■ **THE REQUEST**:
Both the line containing "Put a point on every instance of the wooden table;" and the last line of the listing are included: write out exactly the lines from one to the other.

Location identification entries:
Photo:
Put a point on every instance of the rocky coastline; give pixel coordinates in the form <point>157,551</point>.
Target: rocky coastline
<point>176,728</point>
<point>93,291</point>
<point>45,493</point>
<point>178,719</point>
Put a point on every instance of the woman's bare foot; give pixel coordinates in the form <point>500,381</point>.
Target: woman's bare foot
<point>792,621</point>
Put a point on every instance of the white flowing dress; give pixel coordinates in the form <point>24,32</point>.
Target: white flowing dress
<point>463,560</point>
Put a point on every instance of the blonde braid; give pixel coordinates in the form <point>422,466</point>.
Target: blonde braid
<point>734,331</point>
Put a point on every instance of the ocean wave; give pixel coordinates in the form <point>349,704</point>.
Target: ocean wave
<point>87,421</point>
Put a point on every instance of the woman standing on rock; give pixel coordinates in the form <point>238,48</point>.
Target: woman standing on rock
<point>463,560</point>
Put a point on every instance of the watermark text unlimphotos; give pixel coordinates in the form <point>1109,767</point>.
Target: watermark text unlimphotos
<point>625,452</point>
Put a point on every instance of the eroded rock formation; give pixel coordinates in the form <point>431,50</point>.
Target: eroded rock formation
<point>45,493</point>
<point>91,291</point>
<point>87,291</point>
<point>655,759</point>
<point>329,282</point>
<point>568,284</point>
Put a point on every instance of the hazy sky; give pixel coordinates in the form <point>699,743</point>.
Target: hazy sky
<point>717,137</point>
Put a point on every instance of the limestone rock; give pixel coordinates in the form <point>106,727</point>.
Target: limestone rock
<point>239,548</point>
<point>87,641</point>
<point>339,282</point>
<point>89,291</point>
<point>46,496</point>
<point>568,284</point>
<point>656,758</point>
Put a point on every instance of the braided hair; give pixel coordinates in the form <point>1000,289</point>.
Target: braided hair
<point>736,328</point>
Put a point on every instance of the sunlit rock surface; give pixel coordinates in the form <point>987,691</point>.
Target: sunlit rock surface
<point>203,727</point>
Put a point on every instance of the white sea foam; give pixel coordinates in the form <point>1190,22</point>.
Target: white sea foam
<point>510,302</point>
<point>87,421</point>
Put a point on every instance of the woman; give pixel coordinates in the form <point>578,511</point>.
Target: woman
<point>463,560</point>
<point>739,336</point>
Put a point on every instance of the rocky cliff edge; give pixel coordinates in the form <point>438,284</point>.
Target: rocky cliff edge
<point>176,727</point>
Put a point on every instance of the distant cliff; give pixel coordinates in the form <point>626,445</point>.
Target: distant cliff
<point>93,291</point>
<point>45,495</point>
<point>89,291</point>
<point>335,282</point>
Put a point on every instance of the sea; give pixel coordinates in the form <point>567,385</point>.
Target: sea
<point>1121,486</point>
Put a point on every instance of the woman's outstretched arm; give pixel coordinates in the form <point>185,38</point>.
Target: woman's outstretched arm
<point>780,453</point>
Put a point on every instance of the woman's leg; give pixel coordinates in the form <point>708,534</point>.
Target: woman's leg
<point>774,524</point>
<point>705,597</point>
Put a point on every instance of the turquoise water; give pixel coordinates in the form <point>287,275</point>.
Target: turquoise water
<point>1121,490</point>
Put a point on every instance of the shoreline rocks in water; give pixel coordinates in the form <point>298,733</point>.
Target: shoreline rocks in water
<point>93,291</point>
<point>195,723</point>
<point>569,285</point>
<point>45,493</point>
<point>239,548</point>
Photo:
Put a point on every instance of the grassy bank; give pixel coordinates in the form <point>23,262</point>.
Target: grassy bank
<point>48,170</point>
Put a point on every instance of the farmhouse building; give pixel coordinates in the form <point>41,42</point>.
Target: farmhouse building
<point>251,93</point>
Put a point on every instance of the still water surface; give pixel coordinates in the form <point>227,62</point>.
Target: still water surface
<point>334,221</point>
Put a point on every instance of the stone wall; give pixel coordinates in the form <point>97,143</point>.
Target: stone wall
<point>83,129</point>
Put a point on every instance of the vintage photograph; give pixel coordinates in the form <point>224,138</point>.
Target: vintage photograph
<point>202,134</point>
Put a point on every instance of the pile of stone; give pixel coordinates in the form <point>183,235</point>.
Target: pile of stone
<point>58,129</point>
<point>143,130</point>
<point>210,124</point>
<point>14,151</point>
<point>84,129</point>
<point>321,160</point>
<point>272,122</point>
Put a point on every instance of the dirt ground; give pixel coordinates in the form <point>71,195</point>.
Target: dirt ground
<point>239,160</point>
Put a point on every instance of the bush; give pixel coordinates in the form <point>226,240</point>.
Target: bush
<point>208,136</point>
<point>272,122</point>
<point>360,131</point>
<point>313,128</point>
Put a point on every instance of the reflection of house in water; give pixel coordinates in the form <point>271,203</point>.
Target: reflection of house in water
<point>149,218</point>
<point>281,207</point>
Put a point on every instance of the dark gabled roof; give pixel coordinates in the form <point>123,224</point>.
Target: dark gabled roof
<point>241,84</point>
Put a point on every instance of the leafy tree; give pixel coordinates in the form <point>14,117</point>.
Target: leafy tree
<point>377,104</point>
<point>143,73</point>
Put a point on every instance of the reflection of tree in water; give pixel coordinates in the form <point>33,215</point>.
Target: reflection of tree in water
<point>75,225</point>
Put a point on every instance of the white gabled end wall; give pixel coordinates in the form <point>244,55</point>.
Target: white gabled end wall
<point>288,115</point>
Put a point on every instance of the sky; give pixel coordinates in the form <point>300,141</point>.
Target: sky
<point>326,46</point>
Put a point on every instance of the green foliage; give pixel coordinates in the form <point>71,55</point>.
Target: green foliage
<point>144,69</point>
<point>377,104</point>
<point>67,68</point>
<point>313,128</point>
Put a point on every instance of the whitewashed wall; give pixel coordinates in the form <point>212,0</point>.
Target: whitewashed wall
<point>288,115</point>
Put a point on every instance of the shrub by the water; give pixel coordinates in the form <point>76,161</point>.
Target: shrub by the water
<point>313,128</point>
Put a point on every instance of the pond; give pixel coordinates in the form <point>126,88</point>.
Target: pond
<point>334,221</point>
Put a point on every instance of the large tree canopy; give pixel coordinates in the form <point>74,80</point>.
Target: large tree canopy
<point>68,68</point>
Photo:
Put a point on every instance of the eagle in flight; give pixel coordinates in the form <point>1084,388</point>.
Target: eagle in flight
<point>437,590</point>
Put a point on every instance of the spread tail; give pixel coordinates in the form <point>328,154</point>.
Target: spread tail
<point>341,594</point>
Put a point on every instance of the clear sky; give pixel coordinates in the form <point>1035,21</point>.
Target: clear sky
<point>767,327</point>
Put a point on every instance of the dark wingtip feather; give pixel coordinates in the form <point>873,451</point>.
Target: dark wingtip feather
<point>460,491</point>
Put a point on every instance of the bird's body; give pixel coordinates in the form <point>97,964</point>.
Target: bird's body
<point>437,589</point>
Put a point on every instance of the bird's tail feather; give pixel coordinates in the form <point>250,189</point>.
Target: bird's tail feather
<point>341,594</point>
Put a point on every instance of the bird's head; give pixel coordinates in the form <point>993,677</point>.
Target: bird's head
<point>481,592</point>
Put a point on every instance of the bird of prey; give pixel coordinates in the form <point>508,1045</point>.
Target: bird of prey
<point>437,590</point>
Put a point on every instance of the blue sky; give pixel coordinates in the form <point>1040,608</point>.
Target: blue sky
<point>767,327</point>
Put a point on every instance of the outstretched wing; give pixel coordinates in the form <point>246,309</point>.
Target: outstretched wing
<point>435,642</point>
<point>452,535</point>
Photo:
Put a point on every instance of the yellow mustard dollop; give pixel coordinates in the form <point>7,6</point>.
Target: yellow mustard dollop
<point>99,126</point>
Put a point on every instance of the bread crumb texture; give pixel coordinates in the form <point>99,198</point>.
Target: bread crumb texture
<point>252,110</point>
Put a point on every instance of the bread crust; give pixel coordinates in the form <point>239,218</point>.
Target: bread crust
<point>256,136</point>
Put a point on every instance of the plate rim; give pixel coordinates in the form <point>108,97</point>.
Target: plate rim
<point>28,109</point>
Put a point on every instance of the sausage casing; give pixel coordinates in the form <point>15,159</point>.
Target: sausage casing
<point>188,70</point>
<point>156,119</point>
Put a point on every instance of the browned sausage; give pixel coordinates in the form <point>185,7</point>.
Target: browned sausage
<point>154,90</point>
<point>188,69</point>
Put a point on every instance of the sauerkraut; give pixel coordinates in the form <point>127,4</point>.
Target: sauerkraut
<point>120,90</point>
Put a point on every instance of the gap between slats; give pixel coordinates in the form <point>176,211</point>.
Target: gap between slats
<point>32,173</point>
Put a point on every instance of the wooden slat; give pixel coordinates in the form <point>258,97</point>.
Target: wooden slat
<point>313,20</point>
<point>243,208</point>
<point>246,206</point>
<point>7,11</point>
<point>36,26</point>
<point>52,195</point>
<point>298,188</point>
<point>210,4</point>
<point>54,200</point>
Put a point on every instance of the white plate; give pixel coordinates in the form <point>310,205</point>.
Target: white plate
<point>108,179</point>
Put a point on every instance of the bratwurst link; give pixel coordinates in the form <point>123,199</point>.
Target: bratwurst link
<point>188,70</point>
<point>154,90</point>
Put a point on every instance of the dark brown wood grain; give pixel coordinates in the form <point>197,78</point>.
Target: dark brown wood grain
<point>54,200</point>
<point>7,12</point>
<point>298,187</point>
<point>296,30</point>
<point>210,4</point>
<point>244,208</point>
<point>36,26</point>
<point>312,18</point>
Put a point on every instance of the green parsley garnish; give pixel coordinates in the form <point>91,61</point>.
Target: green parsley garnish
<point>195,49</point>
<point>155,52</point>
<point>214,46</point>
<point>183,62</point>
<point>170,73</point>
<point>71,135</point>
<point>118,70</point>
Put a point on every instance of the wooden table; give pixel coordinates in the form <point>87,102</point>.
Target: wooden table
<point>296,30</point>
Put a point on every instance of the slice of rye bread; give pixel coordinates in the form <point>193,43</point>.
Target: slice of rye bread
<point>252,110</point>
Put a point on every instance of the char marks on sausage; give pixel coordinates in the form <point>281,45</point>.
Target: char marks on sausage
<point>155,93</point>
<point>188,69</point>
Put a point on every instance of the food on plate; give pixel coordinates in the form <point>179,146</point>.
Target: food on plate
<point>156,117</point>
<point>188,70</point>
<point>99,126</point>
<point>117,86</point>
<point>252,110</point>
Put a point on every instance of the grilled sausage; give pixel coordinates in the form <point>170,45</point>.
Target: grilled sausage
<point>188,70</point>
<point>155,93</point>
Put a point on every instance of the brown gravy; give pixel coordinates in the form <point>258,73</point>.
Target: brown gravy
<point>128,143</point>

■ **OUTPUT FOR THIS TASK**:
Put a point on every instance of the wooden table; give pixel coordinates in the form <point>87,102</point>.
Target: wooden table
<point>296,30</point>
Put a point on every instance of the slice of rye bread; give pixel coordinates in the form <point>193,43</point>.
Target: slice of rye bread
<point>252,110</point>
Put a point on every instance of the char marks on sausage; give pixel coordinates in the form <point>281,45</point>.
Target: char marks on sausage
<point>155,93</point>
<point>188,69</point>
Put a point on every instance of the food on plate; give pixel coordinates in the form <point>179,146</point>.
Target: food on plate
<point>156,117</point>
<point>188,70</point>
<point>99,126</point>
<point>117,86</point>
<point>252,110</point>
Put a point on every instance of the grilled sausage; give pixel coordinates in the form <point>170,45</point>.
Target: grilled sausage
<point>188,70</point>
<point>155,93</point>
Put a point on every instance of the brown gravy; give pixel coordinates in the form <point>258,73</point>.
Target: brown gravy
<point>128,143</point>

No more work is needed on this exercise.